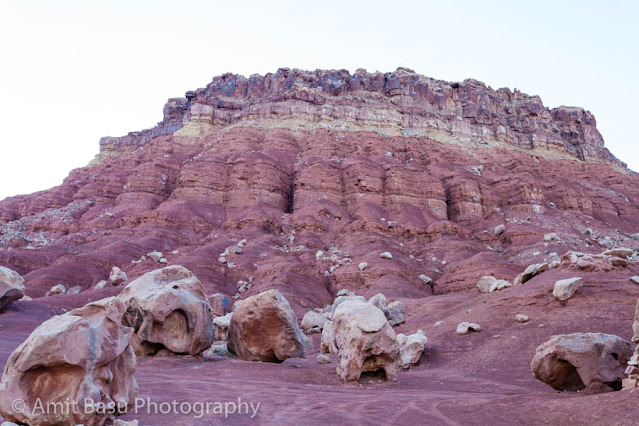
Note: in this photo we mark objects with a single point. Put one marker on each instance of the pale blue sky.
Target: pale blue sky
(73, 71)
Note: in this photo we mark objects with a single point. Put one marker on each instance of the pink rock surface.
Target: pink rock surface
(296, 162)
(80, 359)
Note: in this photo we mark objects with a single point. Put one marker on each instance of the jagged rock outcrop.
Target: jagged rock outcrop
(400, 102)
(168, 308)
(75, 359)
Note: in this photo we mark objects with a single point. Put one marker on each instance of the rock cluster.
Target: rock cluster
(81, 357)
(591, 362)
(365, 341)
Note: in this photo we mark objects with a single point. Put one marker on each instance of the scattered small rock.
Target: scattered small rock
(155, 255)
(411, 348)
(466, 327)
(565, 289)
(56, 290)
(323, 359)
(117, 276)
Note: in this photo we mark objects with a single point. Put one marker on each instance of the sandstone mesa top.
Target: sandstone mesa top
(399, 103)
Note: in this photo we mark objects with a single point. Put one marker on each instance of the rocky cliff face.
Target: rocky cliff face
(297, 162)
(398, 103)
(310, 183)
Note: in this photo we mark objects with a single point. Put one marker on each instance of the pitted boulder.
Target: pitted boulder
(11, 286)
(79, 357)
(591, 362)
(365, 341)
(168, 308)
(264, 328)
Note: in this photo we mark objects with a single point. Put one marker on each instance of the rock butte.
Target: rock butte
(456, 180)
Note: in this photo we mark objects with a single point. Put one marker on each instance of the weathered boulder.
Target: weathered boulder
(313, 322)
(76, 289)
(216, 351)
(81, 357)
(264, 328)
(622, 253)
(101, 284)
(466, 327)
(594, 362)
(488, 284)
(411, 348)
(56, 290)
(117, 276)
(341, 299)
(396, 313)
(155, 255)
(220, 304)
(365, 341)
(565, 289)
(485, 283)
(380, 302)
(11, 286)
(221, 325)
(168, 308)
(531, 271)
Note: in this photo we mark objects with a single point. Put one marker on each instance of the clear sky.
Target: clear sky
(73, 71)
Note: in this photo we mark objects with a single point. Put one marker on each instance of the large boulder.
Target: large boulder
(168, 308)
(264, 328)
(82, 359)
(11, 286)
(365, 341)
(594, 362)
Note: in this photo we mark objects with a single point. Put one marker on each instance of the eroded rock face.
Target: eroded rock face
(11, 286)
(594, 362)
(264, 328)
(365, 341)
(84, 355)
(168, 308)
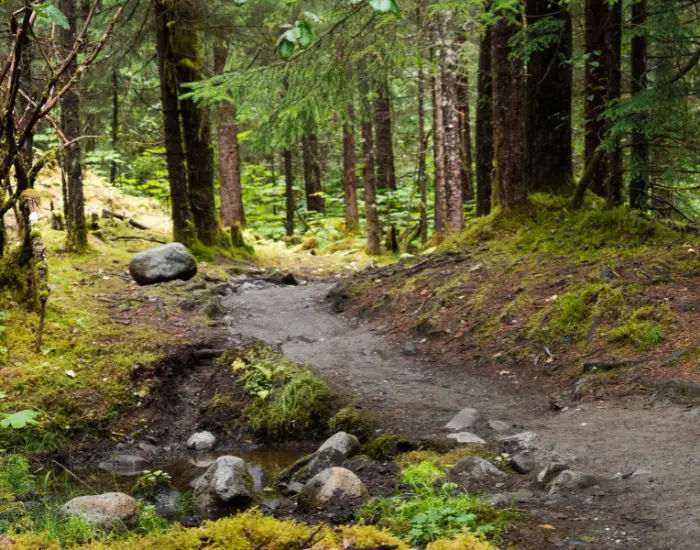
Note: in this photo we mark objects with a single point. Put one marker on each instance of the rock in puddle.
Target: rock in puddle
(110, 511)
(464, 419)
(202, 441)
(329, 485)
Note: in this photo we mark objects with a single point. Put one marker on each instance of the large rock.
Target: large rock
(161, 264)
(334, 451)
(327, 486)
(108, 511)
(226, 486)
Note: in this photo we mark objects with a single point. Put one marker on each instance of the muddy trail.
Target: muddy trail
(645, 453)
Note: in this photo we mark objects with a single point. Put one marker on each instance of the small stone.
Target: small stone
(467, 438)
(202, 441)
(464, 419)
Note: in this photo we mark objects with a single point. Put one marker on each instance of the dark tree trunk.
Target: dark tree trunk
(549, 104)
(232, 212)
(115, 124)
(290, 203)
(374, 229)
(312, 172)
(466, 173)
(640, 145)
(602, 84)
(76, 236)
(509, 120)
(352, 218)
(484, 127)
(386, 171)
(183, 226)
(196, 127)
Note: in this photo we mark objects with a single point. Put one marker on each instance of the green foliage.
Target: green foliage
(289, 401)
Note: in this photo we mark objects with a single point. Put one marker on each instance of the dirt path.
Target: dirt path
(658, 508)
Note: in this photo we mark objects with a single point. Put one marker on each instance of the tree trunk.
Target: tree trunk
(374, 229)
(312, 172)
(115, 124)
(76, 236)
(386, 171)
(509, 120)
(549, 104)
(484, 127)
(196, 126)
(352, 219)
(183, 226)
(453, 138)
(232, 212)
(290, 203)
(602, 85)
(640, 145)
(439, 156)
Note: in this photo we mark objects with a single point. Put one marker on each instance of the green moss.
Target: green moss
(385, 447)
(354, 421)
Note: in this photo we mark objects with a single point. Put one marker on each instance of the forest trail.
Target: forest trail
(658, 507)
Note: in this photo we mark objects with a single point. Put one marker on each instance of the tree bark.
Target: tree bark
(509, 120)
(602, 85)
(312, 171)
(452, 137)
(549, 103)
(386, 171)
(352, 218)
(183, 226)
(76, 236)
(232, 211)
(196, 126)
(374, 229)
(290, 203)
(640, 144)
(484, 127)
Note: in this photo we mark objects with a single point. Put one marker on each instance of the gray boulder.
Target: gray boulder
(328, 485)
(109, 511)
(164, 263)
(202, 441)
(226, 486)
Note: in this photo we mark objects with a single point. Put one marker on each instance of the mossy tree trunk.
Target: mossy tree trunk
(549, 103)
(183, 225)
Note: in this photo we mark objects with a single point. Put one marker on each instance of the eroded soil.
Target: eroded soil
(657, 508)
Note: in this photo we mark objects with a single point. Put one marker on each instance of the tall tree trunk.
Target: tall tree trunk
(312, 171)
(196, 126)
(509, 119)
(602, 85)
(484, 127)
(439, 157)
(290, 203)
(76, 236)
(453, 139)
(115, 124)
(549, 103)
(352, 218)
(232, 212)
(386, 171)
(422, 150)
(640, 144)
(183, 225)
(374, 229)
(466, 172)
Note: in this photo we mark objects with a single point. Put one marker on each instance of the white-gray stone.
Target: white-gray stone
(202, 441)
(107, 511)
(332, 483)
(226, 486)
(163, 263)
(464, 419)
(467, 438)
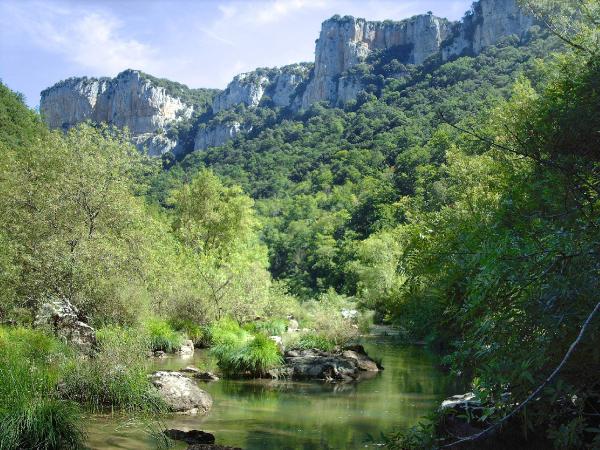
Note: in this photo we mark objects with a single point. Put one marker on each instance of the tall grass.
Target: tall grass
(272, 327)
(162, 336)
(192, 330)
(242, 353)
(116, 378)
(31, 414)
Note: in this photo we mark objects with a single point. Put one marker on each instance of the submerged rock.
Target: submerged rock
(190, 437)
(211, 447)
(186, 349)
(315, 364)
(199, 374)
(62, 319)
(180, 393)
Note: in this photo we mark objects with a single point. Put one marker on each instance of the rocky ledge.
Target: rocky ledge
(313, 364)
(180, 393)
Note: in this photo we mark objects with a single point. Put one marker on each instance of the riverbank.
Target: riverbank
(271, 414)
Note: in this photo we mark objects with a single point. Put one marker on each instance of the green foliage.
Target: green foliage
(272, 327)
(162, 336)
(31, 414)
(116, 378)
(192, 330)
(241, 353)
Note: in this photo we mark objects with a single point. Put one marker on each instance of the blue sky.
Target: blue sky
(199, 43)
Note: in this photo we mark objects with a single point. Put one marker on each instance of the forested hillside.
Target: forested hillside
(455, 200)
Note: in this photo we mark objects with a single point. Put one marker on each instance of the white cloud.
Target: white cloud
(94, 40)
(275, 10)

**********

## Exercise requirements
Rewrite everything from the line containing "of the riverbank." down to the last line, replacing "marker" with "pin" and leaving all else unchanged.

## Written response
Note: in this photo we mark objects with a single point. Put one pin on each instance of the riverbank.
Target: riverbank
(271, 414)
Note: in this photo we mark objects with a single point. Put one pin on each instance of the green foliage.
Target: green foliage
(272, 327)
(162, 336)
(31, 414)
(116, 378)
(192, 330)
(241, 353)
Note: in this photo we mark objects with a single point. Put one pin on each instance of the blue sky.
Target: blue sky
(199, 43)
Note: in this photo we mark objects with a single point. Put one pin on each instance of the forested hillside.
Target: forested hillside
(455, 200)
Note: in this photo we mark objects with a single point. Put one pin on each instance of the white cloud.
Target: white cloud
(94, 40)
(275, 10)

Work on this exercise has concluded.